_WHAT THE TASK ASKS_: Across the whole listing, copy out every line that includes the string "below".

_DATA_:

▼

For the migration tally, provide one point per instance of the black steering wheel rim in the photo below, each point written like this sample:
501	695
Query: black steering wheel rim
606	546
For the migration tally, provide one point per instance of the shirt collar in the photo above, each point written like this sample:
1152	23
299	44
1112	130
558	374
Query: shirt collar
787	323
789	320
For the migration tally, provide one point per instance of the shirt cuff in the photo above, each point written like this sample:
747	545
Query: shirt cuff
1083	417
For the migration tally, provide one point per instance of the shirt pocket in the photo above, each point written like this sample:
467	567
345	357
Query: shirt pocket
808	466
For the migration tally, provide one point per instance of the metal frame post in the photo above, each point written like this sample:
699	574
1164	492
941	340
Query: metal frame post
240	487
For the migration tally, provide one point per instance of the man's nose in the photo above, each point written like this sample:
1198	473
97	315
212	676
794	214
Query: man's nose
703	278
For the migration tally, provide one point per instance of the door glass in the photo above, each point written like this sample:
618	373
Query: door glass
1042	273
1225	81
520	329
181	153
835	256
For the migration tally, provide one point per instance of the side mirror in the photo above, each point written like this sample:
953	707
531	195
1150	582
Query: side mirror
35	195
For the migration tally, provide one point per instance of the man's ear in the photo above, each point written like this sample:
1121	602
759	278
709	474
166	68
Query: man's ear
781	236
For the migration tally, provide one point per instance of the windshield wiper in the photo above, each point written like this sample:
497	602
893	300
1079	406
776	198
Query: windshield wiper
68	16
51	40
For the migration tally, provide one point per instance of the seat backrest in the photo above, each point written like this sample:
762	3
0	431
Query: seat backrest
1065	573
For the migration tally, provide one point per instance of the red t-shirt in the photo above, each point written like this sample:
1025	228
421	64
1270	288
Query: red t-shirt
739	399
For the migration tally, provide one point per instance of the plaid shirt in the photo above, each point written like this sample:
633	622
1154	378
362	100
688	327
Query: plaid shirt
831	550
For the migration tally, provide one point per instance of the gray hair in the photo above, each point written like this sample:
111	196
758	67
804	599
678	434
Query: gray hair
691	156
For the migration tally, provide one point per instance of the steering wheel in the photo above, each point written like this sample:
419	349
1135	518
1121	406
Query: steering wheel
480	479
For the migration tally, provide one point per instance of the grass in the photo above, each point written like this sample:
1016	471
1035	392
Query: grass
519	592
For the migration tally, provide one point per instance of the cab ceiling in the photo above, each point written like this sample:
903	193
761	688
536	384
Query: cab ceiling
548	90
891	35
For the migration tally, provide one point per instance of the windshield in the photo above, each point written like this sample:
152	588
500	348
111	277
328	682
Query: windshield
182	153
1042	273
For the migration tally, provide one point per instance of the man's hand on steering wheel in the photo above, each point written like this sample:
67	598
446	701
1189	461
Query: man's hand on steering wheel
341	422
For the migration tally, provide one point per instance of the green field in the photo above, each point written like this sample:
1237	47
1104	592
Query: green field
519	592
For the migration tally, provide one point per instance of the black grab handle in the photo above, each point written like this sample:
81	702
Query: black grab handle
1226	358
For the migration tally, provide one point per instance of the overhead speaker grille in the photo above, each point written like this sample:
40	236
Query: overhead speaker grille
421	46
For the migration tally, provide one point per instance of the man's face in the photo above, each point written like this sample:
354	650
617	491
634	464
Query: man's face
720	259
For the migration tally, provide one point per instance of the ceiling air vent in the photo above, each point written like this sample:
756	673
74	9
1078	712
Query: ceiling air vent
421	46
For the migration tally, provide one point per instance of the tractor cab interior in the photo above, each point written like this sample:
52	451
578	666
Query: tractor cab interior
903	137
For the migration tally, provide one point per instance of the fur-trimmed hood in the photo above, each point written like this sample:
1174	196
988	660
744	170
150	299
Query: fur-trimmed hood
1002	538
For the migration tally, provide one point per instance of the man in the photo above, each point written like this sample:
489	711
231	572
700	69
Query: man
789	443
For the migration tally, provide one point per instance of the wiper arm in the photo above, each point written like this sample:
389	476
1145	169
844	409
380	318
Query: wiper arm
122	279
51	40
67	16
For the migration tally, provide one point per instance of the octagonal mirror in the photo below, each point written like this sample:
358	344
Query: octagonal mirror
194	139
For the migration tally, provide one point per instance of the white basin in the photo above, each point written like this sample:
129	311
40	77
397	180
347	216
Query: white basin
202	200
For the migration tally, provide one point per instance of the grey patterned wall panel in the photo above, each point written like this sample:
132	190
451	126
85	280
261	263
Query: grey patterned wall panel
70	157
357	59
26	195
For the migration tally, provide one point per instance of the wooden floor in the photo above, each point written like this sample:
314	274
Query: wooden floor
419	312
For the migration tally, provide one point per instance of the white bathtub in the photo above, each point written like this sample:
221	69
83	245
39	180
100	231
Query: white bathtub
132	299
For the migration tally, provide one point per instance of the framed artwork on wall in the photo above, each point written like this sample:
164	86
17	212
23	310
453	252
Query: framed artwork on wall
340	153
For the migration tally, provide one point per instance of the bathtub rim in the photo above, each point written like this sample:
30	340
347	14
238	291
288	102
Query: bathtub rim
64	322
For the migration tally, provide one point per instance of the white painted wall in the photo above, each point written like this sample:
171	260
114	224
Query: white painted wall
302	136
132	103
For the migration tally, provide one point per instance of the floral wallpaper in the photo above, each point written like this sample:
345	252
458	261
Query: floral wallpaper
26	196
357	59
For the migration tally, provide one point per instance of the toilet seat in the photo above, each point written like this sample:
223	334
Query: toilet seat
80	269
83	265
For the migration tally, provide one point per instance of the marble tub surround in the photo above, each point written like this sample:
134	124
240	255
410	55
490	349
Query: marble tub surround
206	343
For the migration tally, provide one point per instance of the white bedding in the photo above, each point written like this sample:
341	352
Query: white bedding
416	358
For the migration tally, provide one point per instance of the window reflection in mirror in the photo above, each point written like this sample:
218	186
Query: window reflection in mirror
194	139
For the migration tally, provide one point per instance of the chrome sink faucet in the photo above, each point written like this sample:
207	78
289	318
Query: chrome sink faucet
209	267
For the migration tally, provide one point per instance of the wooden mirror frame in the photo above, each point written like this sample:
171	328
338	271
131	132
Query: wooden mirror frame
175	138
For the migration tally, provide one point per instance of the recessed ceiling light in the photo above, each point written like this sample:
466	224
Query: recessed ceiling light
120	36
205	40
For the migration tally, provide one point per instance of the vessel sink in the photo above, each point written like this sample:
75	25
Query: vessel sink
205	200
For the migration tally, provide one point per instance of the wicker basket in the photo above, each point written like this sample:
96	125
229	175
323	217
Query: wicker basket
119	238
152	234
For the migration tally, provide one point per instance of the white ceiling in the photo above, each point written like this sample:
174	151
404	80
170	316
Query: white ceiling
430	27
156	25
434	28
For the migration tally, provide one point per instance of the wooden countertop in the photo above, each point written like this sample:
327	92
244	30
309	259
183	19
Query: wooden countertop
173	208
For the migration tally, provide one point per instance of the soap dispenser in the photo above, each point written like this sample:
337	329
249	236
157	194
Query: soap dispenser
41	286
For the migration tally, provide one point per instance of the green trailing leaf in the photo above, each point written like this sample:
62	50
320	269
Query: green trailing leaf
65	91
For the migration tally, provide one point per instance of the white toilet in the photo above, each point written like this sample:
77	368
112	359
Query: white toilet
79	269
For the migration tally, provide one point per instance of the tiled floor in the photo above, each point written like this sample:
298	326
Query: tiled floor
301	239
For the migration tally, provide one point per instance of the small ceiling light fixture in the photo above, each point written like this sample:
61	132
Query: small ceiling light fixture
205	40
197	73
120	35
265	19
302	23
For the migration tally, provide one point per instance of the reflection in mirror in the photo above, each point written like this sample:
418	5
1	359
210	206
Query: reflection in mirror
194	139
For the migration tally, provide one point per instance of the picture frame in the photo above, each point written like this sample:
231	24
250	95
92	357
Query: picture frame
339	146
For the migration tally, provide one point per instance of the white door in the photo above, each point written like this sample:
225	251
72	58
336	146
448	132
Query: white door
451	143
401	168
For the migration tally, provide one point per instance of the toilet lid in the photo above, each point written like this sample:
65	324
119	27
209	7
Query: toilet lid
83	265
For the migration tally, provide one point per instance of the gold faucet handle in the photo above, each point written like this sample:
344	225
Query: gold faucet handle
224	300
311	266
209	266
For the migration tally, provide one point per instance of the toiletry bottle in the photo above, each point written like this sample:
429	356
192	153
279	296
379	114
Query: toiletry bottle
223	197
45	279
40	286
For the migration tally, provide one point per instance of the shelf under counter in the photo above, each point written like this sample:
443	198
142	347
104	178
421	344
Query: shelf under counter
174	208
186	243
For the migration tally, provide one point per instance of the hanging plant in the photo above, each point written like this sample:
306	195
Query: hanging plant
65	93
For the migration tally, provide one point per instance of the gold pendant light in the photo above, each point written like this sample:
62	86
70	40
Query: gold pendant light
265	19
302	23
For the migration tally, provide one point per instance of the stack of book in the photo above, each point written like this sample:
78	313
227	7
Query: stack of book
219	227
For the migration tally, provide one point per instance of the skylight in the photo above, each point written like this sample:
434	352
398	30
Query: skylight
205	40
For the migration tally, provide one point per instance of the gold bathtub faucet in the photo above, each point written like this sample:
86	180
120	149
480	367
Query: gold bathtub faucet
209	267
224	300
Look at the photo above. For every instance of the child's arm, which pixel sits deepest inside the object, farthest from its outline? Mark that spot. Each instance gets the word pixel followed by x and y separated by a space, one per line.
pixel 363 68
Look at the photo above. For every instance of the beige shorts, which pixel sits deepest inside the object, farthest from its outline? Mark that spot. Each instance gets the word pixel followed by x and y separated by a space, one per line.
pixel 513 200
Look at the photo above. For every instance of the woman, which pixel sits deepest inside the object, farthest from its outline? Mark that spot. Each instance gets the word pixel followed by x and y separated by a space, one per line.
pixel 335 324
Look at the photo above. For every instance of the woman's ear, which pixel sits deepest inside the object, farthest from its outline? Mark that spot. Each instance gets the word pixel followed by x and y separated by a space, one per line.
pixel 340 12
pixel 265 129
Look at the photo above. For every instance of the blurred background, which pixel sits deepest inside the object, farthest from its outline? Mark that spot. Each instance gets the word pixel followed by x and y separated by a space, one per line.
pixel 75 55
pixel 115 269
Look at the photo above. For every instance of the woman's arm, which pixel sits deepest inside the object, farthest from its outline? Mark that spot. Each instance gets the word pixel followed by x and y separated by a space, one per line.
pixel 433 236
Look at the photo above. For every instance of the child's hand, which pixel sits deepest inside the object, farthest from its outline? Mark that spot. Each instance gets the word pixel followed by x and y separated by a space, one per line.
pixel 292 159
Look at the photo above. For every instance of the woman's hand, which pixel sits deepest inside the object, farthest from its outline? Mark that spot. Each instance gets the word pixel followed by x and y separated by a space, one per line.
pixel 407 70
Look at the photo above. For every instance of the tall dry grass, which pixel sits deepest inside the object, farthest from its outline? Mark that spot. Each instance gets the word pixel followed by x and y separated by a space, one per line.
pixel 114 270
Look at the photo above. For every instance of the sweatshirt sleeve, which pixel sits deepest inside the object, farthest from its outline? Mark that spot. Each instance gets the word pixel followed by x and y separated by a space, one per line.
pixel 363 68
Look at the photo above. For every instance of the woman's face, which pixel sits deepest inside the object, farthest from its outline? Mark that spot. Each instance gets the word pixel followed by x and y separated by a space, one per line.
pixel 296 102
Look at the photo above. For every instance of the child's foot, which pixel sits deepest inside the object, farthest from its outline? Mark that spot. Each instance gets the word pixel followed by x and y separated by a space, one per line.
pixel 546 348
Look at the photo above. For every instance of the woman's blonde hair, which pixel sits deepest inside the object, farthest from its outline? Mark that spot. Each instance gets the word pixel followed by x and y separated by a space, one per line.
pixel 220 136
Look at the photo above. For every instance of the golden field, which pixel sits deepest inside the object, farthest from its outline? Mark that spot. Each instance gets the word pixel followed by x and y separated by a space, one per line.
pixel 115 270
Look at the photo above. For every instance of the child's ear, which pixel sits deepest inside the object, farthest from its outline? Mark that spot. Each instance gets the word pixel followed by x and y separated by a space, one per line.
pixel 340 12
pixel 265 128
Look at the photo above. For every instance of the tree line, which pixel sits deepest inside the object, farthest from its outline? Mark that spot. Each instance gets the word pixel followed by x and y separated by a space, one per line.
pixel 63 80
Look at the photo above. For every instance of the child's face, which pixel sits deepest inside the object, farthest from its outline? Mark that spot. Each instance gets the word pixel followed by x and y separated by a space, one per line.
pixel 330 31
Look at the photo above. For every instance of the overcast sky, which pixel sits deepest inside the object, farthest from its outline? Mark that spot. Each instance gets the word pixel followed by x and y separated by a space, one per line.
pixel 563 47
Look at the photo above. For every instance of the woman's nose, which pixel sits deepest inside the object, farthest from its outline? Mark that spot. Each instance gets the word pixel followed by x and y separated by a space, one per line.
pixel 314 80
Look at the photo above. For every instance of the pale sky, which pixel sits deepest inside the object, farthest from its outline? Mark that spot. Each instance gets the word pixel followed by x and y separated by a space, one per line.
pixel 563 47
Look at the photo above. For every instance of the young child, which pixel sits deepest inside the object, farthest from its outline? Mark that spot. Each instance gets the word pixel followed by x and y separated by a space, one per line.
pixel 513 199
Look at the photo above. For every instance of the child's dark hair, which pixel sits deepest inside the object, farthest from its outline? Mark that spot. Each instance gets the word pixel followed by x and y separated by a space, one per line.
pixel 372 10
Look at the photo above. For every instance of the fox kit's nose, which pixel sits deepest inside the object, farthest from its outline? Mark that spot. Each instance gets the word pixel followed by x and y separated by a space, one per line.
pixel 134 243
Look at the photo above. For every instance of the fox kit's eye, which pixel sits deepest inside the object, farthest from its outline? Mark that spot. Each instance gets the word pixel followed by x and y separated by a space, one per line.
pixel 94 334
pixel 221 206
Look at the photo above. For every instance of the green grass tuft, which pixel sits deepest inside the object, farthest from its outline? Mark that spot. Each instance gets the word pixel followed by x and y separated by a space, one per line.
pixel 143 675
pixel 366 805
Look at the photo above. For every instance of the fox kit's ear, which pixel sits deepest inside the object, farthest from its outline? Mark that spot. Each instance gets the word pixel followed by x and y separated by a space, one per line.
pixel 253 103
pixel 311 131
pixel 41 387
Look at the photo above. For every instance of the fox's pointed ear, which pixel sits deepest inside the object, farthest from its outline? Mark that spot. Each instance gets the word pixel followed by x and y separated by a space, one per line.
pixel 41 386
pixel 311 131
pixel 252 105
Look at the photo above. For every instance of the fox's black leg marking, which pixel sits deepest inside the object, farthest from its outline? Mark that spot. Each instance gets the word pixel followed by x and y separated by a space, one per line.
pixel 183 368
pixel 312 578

▲

_WRITTEN ANSWER_:
For the migration tally, provide one point per instance of the black steering wheel rim in the photo below, each point written like this sample:
For the migration tally, provide one point per instance of the octagonal mirror in the photo below, each point written like this sample:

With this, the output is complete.